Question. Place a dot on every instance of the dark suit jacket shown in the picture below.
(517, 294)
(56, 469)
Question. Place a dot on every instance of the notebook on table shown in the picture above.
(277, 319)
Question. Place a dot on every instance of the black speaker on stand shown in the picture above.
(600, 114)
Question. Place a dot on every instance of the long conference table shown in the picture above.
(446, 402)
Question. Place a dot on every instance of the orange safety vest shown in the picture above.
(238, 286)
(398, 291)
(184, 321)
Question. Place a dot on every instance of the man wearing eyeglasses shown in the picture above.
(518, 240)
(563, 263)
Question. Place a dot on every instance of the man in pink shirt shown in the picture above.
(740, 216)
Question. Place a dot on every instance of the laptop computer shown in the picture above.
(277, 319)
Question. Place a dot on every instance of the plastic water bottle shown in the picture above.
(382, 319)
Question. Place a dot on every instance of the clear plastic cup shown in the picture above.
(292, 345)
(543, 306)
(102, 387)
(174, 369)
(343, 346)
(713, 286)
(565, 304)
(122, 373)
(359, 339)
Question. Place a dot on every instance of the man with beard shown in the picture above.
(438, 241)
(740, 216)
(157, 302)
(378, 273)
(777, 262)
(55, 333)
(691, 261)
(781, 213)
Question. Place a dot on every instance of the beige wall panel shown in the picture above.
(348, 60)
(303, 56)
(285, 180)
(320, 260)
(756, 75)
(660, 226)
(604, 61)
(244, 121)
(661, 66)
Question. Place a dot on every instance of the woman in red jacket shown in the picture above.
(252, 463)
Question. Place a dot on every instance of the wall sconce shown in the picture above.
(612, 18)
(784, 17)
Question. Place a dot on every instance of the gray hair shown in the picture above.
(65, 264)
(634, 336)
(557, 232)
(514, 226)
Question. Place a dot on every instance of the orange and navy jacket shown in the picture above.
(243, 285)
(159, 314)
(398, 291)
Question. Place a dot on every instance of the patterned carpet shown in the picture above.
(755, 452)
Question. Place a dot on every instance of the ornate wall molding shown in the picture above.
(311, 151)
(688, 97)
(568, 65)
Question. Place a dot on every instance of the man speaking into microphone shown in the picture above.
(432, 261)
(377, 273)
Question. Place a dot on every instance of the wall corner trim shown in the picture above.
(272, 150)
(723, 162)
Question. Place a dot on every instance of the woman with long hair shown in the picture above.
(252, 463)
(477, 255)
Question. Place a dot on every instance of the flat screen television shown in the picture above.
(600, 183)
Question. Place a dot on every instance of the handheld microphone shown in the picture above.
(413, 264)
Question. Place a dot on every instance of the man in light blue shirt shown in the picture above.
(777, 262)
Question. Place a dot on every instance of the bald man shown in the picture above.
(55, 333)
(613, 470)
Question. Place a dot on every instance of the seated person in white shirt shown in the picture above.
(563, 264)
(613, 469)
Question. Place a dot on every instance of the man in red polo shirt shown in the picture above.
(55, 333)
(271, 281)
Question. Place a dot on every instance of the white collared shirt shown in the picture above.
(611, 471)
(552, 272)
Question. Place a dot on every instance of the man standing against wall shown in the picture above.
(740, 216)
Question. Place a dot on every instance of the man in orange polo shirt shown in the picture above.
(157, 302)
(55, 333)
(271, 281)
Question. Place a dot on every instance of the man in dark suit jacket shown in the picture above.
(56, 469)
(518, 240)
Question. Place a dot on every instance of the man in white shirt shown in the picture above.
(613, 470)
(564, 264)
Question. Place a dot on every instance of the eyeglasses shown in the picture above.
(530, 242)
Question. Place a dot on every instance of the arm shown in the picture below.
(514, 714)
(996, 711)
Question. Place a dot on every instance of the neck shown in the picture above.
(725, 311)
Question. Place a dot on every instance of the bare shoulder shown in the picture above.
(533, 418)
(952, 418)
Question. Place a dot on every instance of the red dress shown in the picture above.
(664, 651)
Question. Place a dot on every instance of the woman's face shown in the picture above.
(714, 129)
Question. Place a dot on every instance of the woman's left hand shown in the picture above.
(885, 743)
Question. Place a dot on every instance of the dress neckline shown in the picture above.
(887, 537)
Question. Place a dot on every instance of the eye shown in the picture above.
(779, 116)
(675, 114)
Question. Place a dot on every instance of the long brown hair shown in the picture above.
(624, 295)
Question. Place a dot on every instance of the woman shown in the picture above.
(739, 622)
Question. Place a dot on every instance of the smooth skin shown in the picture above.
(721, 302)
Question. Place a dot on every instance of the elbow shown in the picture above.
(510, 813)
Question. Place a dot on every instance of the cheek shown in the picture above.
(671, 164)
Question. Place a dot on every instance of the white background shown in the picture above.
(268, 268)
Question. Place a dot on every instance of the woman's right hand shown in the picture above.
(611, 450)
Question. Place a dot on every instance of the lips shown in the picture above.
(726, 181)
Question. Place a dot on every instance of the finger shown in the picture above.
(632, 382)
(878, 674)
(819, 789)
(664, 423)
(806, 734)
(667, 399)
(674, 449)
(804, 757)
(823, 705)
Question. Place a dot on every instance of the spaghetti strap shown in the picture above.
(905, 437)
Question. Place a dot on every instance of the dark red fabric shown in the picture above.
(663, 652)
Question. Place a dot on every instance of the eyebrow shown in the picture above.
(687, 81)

§ Exercise brief:
Set down exactly what runs from the line with "Question. Place a dot on every instance of the smooth" to the last line of the data above, including both of those lines and no others.

§ Exercise output:
Question. Place a dot on every instance of the smooth skin shown in the picture above.
(721, 302)
Question. Place a dot on every instance of the elbow shown in the picture above.
(510, 813)
Question. Place a dot on every instance of the cheek shown in the picture above.
(671, 164)
Question. Place a dot on every instance of the white background shown in the picture above.
(268, 268)
Question. Place a dot on every instance of the woman's right hand shown in the picture above.
(611, 450)
Question. Place a dot on every instance of the lips shown in the picture above.
(726, 181)
Question. Place a dot on every instance of the finger shown in the picture above.
(632, 382)
(878, 674)
(819, 789)
(664, 423)
(806, 734)
(667, 399)
(674, 449)
(804, 757)
(823, 705)
Question. Place a dot on every instance of the spaghetti strap shown in the picture above.
(905, 437)
Question. Place a dot on every instance of the dark red fabric shown in the picture above.
(663, 652)
Question. Place a dot on every instance of the eyebrow shown in the picture above.
(687, 81)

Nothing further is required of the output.